[Task] Please show every line in the entries below that includes the word "gladiolus".

[Data for processing]
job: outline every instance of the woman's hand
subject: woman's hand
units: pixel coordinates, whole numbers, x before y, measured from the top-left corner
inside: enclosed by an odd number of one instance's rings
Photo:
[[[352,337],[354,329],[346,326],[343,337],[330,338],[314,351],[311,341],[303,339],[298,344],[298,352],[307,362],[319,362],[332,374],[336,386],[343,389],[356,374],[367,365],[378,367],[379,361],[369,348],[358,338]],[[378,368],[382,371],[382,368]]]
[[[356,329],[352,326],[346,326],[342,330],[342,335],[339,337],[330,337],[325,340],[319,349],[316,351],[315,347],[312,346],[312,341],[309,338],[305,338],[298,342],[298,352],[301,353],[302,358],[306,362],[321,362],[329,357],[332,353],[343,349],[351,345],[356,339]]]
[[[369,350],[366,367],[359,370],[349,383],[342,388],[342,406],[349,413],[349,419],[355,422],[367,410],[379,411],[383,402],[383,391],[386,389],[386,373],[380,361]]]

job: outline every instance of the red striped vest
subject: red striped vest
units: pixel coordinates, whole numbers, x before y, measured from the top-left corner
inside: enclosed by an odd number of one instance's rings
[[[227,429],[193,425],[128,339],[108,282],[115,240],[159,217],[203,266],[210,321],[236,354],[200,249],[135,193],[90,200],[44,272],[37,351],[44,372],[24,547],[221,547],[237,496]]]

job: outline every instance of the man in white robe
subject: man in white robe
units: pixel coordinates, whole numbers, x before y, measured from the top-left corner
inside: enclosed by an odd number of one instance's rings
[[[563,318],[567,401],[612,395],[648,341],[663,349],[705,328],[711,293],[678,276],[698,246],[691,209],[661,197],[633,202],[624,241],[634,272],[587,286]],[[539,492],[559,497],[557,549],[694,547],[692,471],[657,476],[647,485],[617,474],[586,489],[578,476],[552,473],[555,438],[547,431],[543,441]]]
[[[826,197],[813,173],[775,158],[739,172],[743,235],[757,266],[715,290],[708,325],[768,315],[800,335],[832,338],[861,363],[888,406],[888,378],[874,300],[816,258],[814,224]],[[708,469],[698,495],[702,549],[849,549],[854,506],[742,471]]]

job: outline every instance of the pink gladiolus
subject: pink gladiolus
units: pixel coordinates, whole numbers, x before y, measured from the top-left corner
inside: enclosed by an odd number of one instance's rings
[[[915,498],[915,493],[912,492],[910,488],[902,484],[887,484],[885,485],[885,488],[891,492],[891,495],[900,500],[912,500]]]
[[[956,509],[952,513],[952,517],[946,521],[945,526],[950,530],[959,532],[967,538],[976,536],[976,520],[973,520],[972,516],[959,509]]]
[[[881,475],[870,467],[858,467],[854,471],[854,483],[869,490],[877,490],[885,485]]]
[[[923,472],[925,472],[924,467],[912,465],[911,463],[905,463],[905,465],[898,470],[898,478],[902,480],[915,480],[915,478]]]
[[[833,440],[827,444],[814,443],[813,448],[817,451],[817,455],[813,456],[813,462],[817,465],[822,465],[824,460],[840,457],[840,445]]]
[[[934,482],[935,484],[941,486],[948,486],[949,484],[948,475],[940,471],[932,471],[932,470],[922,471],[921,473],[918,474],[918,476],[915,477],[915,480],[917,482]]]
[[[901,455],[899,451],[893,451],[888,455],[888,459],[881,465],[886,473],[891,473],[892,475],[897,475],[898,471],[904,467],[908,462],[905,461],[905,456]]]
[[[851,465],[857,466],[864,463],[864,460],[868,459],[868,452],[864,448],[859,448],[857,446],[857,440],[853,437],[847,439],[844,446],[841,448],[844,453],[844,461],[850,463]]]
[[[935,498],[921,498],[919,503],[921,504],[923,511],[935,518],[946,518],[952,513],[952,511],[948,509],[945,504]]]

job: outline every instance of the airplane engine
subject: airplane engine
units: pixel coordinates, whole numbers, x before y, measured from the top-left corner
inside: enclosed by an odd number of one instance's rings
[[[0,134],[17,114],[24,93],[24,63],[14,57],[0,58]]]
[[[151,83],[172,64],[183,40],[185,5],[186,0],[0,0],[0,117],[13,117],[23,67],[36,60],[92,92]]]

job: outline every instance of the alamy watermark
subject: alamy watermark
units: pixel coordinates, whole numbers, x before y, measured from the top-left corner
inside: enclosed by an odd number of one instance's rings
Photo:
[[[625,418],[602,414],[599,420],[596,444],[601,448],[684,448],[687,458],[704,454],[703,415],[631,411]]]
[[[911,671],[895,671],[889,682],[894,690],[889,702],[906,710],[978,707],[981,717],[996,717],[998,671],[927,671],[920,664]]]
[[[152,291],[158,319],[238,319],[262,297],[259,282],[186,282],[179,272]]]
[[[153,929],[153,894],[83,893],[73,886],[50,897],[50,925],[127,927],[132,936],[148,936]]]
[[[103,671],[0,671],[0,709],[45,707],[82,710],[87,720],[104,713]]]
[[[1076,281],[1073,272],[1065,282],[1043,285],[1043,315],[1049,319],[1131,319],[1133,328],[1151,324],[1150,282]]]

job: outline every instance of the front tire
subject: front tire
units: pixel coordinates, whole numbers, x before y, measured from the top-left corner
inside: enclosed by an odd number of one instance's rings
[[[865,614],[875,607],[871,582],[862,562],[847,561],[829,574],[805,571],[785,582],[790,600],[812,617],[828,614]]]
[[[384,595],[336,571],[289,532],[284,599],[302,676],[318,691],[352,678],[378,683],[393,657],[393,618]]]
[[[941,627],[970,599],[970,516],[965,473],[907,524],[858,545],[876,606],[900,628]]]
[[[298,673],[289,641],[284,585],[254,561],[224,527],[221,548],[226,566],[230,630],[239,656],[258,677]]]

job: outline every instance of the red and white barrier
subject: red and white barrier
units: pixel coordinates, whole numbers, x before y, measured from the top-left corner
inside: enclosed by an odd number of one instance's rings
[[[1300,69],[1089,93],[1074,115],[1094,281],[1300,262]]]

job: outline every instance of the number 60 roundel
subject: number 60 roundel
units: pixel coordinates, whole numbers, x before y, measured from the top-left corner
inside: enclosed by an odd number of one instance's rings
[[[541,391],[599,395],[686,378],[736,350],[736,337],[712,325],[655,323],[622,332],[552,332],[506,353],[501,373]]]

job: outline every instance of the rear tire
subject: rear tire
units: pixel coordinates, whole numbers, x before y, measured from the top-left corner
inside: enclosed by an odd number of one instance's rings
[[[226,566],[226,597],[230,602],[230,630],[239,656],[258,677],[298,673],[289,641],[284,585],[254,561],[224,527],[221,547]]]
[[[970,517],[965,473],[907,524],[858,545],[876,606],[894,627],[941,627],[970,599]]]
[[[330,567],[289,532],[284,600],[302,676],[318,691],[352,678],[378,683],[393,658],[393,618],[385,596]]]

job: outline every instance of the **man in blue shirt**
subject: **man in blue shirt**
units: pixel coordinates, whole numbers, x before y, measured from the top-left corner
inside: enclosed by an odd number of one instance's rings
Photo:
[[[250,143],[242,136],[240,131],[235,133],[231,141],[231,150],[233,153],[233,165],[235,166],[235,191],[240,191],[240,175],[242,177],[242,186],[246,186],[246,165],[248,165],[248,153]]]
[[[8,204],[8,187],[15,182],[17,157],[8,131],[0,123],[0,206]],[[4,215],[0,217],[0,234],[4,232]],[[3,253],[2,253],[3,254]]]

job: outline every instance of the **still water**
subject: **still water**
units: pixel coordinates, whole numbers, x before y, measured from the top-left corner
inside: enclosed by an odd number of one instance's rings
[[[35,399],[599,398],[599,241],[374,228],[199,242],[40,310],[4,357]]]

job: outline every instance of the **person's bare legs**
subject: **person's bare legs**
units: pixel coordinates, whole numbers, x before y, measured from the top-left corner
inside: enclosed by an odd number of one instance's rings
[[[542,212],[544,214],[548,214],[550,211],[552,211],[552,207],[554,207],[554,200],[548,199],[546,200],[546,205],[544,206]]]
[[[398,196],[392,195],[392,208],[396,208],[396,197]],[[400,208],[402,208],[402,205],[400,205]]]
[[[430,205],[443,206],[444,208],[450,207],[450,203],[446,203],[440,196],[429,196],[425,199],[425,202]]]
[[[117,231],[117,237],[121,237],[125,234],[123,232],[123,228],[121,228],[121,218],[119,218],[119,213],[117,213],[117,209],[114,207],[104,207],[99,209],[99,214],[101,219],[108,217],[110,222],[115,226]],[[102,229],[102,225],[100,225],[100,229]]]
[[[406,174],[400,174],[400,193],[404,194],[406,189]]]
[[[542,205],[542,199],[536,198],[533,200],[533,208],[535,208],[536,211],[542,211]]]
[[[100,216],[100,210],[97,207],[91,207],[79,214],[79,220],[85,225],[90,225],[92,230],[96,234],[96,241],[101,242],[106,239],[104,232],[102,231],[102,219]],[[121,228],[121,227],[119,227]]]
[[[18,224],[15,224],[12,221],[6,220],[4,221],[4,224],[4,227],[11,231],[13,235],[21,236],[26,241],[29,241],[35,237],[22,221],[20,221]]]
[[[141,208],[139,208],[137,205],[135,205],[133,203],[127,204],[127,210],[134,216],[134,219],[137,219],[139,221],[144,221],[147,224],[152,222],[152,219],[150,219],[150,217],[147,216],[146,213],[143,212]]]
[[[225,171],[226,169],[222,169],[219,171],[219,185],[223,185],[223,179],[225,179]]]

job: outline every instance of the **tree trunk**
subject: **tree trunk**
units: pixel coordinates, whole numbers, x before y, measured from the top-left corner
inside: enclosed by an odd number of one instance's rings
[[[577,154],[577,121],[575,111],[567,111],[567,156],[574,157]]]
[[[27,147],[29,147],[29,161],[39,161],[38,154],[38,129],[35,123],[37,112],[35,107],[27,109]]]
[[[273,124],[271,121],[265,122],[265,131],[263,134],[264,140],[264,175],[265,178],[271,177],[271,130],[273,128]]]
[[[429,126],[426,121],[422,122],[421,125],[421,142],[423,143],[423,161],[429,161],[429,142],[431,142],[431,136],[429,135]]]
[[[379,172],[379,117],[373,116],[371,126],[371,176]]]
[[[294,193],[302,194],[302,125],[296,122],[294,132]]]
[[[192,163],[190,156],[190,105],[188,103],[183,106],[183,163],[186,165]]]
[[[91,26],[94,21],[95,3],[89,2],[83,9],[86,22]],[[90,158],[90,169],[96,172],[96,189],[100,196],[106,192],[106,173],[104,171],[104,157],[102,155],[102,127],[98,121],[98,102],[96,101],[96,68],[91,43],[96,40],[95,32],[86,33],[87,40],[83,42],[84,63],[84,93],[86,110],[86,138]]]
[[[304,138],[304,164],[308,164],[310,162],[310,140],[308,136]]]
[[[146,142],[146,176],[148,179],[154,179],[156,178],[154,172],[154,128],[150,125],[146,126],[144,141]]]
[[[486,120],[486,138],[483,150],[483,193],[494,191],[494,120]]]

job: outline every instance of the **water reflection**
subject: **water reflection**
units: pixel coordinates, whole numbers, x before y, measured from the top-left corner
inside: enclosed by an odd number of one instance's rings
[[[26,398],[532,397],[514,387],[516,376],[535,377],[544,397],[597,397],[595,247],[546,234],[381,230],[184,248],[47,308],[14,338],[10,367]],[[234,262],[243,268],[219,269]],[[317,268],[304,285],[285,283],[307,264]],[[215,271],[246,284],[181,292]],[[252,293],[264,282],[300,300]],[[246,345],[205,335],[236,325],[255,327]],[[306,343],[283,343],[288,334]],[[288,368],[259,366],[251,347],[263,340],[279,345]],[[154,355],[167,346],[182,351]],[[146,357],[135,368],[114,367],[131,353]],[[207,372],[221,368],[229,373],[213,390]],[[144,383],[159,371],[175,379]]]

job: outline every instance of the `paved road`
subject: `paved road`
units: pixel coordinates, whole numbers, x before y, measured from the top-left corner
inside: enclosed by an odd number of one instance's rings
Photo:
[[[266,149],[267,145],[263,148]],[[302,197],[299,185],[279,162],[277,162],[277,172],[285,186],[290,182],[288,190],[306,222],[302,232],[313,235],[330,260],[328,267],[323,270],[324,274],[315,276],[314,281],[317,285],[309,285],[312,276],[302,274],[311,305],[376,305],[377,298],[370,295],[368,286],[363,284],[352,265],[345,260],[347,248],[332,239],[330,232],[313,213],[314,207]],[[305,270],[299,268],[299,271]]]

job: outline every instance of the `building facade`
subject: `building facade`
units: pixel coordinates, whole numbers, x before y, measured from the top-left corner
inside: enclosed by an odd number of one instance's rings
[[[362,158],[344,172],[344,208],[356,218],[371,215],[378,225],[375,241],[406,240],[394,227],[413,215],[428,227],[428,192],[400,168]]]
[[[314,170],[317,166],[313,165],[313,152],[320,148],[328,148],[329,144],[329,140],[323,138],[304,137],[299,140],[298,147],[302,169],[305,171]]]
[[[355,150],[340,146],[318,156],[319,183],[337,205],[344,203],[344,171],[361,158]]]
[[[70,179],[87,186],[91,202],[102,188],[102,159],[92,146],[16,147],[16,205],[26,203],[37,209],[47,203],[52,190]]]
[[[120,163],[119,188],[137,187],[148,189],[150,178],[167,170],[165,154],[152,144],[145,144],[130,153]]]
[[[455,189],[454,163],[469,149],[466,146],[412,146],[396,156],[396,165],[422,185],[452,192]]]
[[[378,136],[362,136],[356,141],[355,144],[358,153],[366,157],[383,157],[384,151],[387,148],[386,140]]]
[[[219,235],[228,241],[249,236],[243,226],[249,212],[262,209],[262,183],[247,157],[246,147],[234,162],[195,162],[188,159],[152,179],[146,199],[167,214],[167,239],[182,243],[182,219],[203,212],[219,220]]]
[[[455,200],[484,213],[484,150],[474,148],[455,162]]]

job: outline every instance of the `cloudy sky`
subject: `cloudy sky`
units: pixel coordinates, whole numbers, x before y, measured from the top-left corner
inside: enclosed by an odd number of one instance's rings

[Exercise result]
job: outline every instance of the pink gladiolus
subject: pink gladiolus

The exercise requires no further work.